-- Tasks to perform --
a) Translate this sentence from the hotel article into Spanish: "The Dean’s lobby is envisioned as a collective gathering space à la New York’s Ace Hotel."
b) In the rows, shift every bounding-box coordinate in the answers up by 114, and write out only the lines between the one holding "Our labeler tagged blurred" and the one holding "[[259, 230, 298, 245]]", inclusive, with the requests kept.

A counterpoint to the big corporate chains that dot the area, the Dean is the first hotel project from Brooklyn real estate development and design firm ASH NYC, and the latter specialty shows in its 52 spartan yet stylish guest rooms. They’re full of details to delight a design geek: industrial-chic exposed-bulb lighting from Vermont, sleek midcentury-style furnishings and one-of-a-kind vintage finds from Dutch dealers, Belgian vendors and French antique markets (the source of the assorted portraits of distinguished gents that appear in each room). ASH’s 30-year-old CEO grew up in Providence, and affection for local artisans abounds, with beds and desks forged in Providence’s Steel Yard and elephant side tables cast in concrete by RISD alum Will Reeves. Even the in-room snacks (Yacht Club sparkling water, Glee Gum, Rip van Wafels) have a Providence pedigree. No two rooms share the same shape and size, and the commitment to minimalism extends to other quirks—phones in the corridors instead of the guest rooms, wall hooks and hangers in place of drawers and closets, open-door glass showers—that may put off some travelers, but perhaps not the young urban adventurers who seem to be the Dean’s target demo, especially with room rates starting at $109 and luxe touches like the cloudlike bedding from Fall River’s Matouk.

The Dean’s lobby is envisioned as a collective gathering space à la New York’s Ace Hotel. And with indie coffee company Bolt operating a buzzing bar there, guests and locals are already lingering over Chemex brews on the velvet sofas and pommel horse benches, surrounded by art books, design glossies and plentiful outlets for laptops. Soon to come are other options for food and drink:  intimate cocktail den the Magdalenae Room, sausage- and pretzel-slinging beer hall Faust, and the Boombox, a Seoul-style karaoke lounge decked in red and black with five private rooms—the only ones on the property still rented by the hour.

Those three venues are slated to open this month, but, in the meantime, there are plenty of gems within easy walking distance. Take the Eddy, a cocktail boîte offering concoctions such as the fun and fizzy Bottle Rocket, a tart blend of bols genever, kalamansi syrup, lemon and Peychaud’s bitters finished with foam and a luxardo cherry. Pink at the bottom and blue at the top, it’s like a cocktail whipped up by the feuding fairy godmothers in Sleeping Beauty. Just around the corner is Flan y Ajo, a tiny tapas joint where elbow-to-elbow cooks prepare your pintxos in full view, working wonders with just a couple of burners and an oven. It’s BYOB, but there’s a wine shop right next door. And just a few steps from the hotel is Ken’s Ramen, a newly opened noodle spot that’s already drawing raves (and lines).

-- Data section --
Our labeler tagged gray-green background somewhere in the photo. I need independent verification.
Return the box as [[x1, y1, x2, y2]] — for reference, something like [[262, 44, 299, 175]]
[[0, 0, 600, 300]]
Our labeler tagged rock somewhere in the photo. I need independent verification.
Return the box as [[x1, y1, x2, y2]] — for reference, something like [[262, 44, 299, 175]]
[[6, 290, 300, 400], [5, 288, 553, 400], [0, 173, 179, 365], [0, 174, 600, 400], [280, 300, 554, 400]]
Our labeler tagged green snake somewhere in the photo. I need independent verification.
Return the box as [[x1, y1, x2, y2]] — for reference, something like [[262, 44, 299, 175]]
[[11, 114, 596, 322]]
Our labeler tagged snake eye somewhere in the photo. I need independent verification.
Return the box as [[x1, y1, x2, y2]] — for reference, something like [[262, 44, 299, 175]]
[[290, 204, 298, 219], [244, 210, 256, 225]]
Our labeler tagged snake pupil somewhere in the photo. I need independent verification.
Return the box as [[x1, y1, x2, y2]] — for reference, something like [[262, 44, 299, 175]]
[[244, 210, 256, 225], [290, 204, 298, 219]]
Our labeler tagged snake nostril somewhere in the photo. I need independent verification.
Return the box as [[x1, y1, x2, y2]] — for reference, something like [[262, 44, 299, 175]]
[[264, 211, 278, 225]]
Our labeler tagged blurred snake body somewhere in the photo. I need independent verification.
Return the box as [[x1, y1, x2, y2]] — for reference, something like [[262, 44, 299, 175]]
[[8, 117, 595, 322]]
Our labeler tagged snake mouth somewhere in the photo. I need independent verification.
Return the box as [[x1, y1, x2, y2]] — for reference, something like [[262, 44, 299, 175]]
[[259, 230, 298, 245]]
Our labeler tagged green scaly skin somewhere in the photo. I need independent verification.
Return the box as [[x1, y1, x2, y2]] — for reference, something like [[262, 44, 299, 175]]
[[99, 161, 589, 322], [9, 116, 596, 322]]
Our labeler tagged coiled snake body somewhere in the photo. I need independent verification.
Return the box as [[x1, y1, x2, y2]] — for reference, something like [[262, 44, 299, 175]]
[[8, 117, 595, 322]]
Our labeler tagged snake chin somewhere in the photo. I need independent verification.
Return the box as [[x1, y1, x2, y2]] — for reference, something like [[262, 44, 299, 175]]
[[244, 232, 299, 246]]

-- Exercise solutions --
a) El vestíbulo del Dean está concebido como un espacio de reunión colectivo al estilo del Ace Hotel de Nueva York.

b)
Our labeler tagged blurred snake body somewhere in the photo. I need independent verification.
Return the box as [[x1, y1, x2, y2]] — for reference, something like [[262, 44, 299, 175]]
[[122, 231, 709, 436]]
Our labeler tagged snake mouth somewhere in the photo. I need independent verification.
Return the box as [[x1, y1, x2, y2]] — for reference, something like [[262, 44, 299, 175]]
[[373, 344, 412, 359]]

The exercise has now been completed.